(Set task): Copy out the lines of the records below word for word, starting with the line containing "Request = locate the mouse" and going on through the end of the records, with no pictures.

[Object point labels]

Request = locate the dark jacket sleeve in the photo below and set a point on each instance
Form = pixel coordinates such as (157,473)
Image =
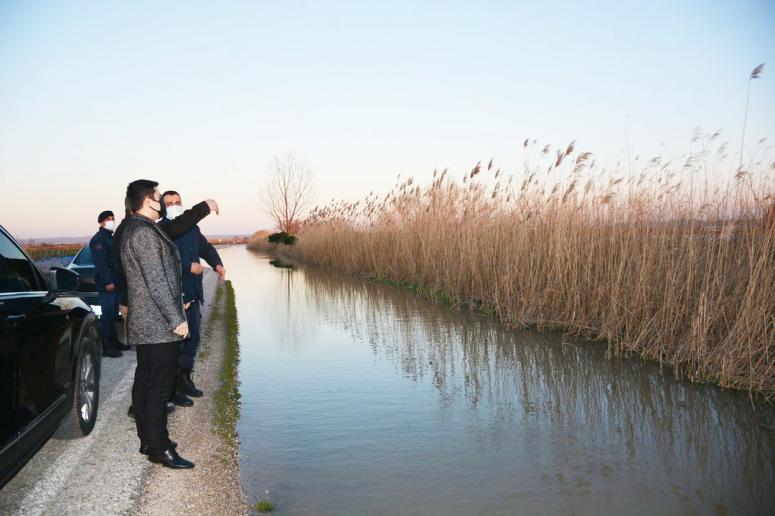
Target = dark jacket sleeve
(187,220)
(99,252)
(208,252)
(118,267)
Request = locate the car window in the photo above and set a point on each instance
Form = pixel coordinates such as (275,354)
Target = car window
(84,256)
(17,274)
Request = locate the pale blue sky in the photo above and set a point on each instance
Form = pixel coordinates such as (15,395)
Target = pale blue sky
(201,95)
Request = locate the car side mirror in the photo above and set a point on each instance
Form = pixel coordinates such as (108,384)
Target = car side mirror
(62,280)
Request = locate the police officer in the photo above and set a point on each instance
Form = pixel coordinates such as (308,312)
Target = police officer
(101,246)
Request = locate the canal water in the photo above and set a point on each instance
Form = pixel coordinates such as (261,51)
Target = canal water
(359,398)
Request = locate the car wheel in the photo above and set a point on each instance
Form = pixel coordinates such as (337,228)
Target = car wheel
(83,416)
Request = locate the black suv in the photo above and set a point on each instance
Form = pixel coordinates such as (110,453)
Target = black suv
(83,264)
(49,357)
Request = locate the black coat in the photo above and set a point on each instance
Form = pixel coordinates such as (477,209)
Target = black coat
(192,246)
(101,246)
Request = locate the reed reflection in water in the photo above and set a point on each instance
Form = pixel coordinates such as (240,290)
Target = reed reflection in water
(362,399)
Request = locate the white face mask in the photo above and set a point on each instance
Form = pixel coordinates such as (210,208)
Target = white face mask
(174,211)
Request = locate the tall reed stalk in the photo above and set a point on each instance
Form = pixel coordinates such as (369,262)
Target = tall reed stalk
(685,279)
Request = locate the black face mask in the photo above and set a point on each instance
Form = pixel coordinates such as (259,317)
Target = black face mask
(162,211)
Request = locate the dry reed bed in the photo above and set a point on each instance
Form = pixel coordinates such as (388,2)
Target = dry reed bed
(642,261)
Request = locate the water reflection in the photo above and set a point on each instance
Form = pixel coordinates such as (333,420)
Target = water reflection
(590,434)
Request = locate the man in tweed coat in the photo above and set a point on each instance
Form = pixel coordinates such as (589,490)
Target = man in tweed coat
(156,320)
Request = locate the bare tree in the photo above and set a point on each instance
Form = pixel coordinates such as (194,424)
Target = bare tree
(288,192)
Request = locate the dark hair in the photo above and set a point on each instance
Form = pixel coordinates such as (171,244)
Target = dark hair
(137,192)
(169,192)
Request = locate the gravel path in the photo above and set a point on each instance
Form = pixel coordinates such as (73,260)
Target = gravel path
(213,486)
(104,473)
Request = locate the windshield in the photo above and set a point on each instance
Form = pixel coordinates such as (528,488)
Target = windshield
(83,257)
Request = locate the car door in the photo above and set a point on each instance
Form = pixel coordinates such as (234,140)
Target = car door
(35,345)
(84,266)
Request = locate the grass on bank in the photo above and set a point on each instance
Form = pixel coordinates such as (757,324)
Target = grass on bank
(263,506)
(226,398)
(671,262)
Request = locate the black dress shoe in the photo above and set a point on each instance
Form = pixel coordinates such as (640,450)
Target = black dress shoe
(171,459)
(181,400)
(108,350)
(145,449)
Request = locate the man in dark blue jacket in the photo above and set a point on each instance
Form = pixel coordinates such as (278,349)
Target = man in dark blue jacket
(192,246)
(101,246)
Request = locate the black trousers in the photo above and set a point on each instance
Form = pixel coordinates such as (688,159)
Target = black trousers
(155,375)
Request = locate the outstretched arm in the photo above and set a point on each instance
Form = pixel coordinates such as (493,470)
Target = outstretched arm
(187,220)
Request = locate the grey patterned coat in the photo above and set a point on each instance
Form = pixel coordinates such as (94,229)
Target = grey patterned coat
(152,267)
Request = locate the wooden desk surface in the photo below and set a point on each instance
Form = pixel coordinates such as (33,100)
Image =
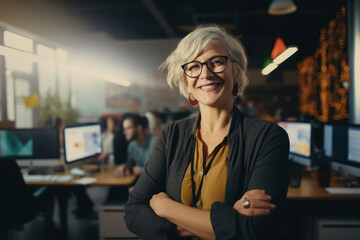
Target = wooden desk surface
(309,190)
(105,177)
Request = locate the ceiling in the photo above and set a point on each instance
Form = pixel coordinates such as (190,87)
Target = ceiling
(163,19)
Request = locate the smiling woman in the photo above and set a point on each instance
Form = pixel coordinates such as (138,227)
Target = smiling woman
(212,175)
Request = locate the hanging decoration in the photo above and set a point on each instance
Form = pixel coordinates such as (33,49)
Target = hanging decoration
(324,77)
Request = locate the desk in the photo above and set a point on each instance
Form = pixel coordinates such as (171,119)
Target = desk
(105,177)
(309,203)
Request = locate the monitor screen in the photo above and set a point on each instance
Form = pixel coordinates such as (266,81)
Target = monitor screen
(81,142)
(335,142)
(299,137)
(351,164)
(354,144)
(30,145)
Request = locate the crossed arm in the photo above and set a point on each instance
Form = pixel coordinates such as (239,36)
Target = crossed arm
(196,222)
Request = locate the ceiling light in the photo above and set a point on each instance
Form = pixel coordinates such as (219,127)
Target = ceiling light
(279,47)
(285,55)
(280,52)
(282,7)
(269,66)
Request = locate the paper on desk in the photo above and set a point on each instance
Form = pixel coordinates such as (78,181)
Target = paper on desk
(86,180)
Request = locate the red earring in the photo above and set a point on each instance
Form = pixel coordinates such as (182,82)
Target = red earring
(235,89)
(192,100)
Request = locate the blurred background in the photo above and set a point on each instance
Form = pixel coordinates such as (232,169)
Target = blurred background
(80,59)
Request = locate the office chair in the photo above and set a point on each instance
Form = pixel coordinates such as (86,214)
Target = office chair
(17,204)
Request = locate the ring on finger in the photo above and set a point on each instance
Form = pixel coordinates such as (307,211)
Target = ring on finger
(246,203)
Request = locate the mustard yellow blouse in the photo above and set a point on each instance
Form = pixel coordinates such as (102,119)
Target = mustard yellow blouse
(213,189)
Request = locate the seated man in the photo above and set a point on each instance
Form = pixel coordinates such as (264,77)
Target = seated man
(140,146)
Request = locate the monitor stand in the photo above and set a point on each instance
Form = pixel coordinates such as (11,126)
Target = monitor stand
(37,170)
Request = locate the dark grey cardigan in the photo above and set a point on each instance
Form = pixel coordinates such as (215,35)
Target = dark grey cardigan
(258,154)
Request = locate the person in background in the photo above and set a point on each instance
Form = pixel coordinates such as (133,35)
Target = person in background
(221,174)
(182,113)
(154,122)
(139,148)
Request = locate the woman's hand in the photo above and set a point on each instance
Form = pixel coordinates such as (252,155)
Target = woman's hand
(159,202)
(259,203)
(122,171)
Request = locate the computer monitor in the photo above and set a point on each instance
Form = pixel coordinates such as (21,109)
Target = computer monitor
(82,142)
(300,137)
(30,147)
(335,142)
(351,165)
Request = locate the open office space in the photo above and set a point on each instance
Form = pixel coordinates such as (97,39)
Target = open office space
(69,67)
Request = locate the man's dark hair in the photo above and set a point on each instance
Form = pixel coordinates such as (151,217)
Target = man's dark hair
(137,120)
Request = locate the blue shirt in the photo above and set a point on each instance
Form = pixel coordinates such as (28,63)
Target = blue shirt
(140,155)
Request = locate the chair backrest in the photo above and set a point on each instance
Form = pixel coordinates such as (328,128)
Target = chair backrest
(17,204)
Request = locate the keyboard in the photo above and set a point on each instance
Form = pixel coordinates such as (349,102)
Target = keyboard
(47,178)
(343,190)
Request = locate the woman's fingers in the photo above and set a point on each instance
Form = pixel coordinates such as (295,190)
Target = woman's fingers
(254,203)
(261,204)
(256,212)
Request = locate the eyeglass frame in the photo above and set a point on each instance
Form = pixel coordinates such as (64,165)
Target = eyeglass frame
(205,63)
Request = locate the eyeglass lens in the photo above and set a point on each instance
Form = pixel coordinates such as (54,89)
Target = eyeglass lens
(214,64)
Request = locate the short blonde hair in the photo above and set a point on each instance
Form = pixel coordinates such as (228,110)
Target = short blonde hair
(190,47)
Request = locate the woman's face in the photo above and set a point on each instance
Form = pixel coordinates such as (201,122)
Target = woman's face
(213,89)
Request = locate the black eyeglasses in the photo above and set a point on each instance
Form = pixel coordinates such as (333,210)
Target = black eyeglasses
(215,64)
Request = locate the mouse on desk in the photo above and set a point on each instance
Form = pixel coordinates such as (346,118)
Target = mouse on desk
(77,171)
(59,169)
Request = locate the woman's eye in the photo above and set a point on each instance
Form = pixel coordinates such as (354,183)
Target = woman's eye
(193,67)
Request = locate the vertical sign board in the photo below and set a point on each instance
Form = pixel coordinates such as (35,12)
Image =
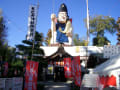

(Worked solution):
Request = locate the mouse on desk in the photo above and set a point on each instance
Form = pixel coordinates such as (346,118)
Target = mouse on desk
(77,171)
(59,169)
Request = locate the woman's eye in the photo above and set a point on each instance
Form = pixel coordinates such as (354,183)
Target = woman's eye
(193,67)
Request = locate the vertical sign board in the photo below and set a point on each instance
Form = pixel coordinates such as (35,12)
Image =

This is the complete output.